*WHAT NEEDS TO BE DONE:* Using the records that follow, copy every line containing the word "detect".

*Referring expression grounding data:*
______

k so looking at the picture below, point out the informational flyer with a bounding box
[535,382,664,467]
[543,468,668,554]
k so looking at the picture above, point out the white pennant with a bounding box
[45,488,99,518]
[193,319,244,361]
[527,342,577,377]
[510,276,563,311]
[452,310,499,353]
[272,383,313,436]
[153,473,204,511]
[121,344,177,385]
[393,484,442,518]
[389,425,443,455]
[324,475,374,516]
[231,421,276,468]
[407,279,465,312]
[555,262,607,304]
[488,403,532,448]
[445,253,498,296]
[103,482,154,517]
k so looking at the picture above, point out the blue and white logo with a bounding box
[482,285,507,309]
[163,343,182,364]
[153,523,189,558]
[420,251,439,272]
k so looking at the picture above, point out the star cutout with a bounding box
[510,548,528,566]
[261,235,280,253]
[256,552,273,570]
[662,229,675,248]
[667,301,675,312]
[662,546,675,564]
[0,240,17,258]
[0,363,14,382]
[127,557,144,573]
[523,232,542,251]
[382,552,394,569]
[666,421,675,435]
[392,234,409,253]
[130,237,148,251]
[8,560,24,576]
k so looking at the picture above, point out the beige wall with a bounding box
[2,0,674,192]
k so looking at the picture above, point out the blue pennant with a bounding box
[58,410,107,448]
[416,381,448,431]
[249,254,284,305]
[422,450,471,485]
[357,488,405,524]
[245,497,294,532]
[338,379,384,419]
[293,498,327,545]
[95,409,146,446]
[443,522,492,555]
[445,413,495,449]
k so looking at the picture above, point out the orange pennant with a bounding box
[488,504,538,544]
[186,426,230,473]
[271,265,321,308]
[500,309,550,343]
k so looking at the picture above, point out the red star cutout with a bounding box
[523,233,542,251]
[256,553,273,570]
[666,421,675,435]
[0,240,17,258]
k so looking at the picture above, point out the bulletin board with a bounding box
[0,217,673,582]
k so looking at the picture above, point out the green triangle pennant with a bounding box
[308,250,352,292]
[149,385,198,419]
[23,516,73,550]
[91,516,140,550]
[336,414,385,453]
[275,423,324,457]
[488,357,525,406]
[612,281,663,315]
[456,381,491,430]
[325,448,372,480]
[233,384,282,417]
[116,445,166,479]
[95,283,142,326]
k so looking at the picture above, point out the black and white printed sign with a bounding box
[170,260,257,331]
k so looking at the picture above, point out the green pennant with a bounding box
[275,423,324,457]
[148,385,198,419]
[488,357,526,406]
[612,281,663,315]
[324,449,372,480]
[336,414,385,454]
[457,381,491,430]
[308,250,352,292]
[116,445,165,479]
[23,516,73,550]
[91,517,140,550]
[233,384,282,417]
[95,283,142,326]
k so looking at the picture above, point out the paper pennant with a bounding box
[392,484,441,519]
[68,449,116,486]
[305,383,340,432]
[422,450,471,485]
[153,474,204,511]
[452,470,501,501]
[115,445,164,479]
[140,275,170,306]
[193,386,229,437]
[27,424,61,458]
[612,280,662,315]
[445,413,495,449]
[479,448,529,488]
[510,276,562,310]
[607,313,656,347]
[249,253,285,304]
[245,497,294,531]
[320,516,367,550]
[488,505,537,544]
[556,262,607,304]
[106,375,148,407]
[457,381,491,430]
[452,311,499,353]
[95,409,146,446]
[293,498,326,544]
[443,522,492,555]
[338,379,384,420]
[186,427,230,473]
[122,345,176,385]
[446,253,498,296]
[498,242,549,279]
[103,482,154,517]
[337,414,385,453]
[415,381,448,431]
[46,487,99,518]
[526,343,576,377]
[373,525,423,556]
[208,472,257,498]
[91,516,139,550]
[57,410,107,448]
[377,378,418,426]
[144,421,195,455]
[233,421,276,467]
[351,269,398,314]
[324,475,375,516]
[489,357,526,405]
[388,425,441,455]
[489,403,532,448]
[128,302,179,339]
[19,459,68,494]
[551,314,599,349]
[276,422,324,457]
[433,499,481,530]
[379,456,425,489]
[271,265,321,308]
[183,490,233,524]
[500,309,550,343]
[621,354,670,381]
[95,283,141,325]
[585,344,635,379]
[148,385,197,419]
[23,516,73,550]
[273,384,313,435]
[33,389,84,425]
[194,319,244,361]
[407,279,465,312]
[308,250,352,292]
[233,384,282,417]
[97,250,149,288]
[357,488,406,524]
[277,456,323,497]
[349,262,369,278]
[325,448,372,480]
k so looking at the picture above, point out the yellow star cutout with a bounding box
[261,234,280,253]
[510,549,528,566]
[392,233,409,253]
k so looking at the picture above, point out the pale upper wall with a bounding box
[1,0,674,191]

______

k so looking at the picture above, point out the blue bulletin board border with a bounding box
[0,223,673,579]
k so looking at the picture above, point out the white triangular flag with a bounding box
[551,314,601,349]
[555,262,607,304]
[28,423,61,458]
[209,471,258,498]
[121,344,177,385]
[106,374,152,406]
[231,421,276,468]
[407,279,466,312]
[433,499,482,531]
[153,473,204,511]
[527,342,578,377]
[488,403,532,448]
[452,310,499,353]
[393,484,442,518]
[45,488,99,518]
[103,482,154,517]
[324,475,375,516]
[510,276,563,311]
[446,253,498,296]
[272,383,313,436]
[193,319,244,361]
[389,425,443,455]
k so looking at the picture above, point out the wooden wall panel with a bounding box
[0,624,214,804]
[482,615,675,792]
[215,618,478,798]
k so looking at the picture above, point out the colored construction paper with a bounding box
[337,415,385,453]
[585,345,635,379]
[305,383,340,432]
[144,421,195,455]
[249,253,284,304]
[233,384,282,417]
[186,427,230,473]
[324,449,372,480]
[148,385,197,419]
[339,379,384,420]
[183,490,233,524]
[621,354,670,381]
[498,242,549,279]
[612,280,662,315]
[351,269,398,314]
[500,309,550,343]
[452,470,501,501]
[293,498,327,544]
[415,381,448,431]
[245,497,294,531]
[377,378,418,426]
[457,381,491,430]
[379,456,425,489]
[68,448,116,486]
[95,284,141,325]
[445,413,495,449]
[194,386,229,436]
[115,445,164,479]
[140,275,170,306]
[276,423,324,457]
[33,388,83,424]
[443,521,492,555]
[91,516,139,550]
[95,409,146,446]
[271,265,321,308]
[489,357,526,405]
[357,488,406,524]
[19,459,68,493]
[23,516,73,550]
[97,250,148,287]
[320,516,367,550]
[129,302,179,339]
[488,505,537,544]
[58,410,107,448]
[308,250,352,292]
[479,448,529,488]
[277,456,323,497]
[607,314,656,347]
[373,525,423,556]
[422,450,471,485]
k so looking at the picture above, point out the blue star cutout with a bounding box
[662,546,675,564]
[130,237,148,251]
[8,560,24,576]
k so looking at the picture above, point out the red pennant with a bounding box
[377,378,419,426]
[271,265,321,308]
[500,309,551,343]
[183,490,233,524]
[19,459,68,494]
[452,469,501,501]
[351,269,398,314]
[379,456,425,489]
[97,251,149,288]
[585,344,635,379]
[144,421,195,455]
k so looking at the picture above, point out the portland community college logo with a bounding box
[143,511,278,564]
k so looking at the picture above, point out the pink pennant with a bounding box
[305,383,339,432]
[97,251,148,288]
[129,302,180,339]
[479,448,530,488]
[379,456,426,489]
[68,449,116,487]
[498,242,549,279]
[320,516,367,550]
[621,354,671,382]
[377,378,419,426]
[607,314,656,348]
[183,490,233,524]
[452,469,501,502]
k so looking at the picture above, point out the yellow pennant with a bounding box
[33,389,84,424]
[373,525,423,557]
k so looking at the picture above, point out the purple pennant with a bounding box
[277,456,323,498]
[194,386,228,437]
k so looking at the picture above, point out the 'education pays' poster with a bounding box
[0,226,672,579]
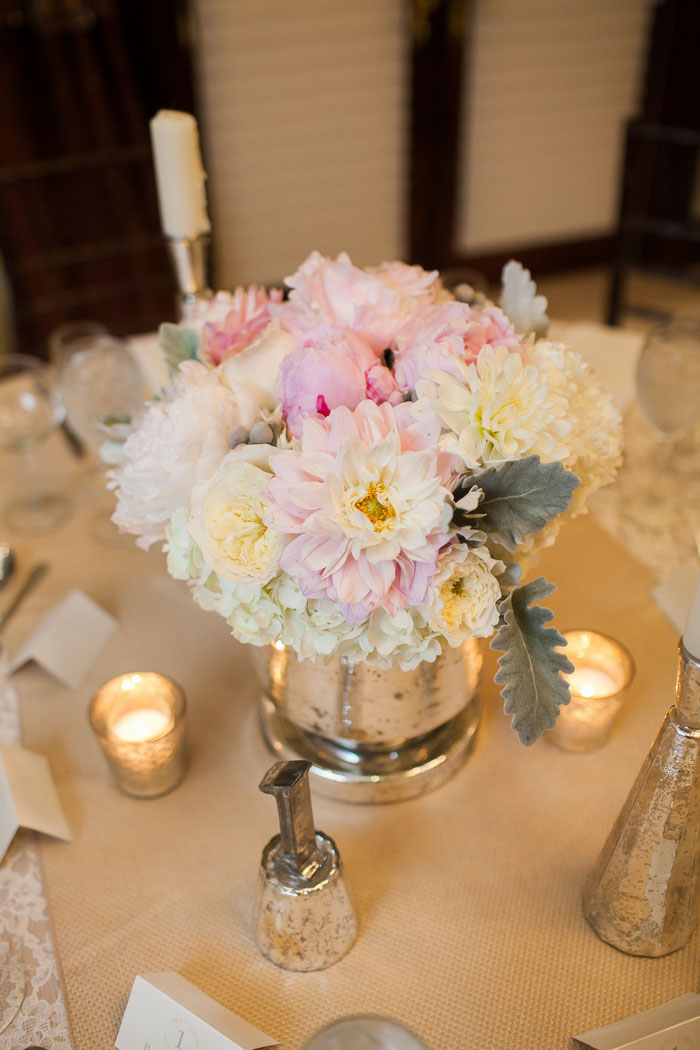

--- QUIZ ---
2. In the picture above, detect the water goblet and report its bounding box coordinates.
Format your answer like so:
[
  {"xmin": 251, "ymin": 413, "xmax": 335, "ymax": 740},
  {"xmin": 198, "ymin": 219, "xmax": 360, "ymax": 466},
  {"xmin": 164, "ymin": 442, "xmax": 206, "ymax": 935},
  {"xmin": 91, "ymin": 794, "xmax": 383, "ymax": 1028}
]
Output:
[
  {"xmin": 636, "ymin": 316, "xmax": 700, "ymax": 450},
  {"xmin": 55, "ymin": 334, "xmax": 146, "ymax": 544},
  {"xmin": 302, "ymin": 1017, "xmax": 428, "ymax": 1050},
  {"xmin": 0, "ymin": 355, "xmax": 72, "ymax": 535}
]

______

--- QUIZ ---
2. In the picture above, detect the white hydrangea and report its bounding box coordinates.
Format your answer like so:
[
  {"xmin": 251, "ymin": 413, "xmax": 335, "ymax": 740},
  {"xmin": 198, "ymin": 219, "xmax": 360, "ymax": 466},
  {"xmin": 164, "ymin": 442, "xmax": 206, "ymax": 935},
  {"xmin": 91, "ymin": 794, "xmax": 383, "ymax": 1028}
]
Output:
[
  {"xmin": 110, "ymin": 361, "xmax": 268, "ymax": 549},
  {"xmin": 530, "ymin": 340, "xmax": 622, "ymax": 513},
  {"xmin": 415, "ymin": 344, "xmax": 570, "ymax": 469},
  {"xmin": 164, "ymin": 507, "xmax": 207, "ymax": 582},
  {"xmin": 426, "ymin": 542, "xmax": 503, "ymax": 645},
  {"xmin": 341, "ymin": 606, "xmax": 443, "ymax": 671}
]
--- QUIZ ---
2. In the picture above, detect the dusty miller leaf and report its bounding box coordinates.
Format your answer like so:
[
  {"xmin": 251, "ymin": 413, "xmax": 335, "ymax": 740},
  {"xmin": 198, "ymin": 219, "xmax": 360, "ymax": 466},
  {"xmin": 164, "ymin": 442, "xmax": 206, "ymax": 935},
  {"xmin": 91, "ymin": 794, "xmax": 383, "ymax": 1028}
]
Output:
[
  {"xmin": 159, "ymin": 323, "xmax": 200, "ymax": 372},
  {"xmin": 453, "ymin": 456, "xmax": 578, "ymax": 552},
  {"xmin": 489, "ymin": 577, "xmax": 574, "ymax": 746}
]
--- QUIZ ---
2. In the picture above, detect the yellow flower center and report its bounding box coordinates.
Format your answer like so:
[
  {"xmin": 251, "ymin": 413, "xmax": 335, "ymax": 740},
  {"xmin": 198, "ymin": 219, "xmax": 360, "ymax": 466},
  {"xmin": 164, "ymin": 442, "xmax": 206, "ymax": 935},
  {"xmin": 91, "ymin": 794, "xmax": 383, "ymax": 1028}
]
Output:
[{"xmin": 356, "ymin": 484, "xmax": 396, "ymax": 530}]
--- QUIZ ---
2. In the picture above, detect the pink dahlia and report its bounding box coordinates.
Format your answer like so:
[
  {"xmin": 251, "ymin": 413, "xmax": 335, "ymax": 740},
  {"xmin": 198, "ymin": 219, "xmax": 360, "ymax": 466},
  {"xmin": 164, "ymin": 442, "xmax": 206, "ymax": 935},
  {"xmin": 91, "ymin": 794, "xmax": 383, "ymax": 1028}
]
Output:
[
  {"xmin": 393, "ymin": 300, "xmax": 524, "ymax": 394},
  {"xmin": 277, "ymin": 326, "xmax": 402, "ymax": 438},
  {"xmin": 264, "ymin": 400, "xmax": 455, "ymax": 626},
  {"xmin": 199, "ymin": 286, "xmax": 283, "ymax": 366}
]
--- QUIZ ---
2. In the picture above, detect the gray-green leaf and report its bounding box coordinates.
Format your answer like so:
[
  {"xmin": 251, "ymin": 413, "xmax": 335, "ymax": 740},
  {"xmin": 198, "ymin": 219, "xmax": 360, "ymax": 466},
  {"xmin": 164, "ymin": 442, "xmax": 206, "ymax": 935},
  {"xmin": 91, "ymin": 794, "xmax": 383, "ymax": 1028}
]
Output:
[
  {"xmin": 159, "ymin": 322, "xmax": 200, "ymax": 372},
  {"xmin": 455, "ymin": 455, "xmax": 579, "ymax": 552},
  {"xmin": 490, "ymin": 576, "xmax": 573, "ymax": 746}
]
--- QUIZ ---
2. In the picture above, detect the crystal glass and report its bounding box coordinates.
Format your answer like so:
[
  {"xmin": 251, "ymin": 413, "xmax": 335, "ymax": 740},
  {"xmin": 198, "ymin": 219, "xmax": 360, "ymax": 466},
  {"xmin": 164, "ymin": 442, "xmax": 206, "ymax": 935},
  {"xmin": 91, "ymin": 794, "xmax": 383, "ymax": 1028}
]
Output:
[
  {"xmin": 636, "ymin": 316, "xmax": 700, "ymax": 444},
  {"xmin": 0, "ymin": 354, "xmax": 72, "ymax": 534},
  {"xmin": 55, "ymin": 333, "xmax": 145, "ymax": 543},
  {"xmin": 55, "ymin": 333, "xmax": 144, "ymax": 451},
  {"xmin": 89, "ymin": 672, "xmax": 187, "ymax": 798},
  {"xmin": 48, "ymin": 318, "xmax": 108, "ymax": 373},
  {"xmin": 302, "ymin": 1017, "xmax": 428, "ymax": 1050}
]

______

*TASK RESPONSE:*
2. In the picture above, detect the water goblet and report its bounding box coordinates.
2. In the picture above, detect the white hydrangea and report its bounding box coordinates.
2. In the picture above, detect the dusty miller leaf and report its bounding box coordinates.
2. In the picture above, detect the yellow flower center and report its bounding box coordinates.
2. In the picture above, detect the pink dahlia and report its bounding box coordinates.
2. In the picture above, detect the gray-green leaf and report its bounding box coordinates.
2. In the picture above, detect the crystal glass and report its bounding box coordinates.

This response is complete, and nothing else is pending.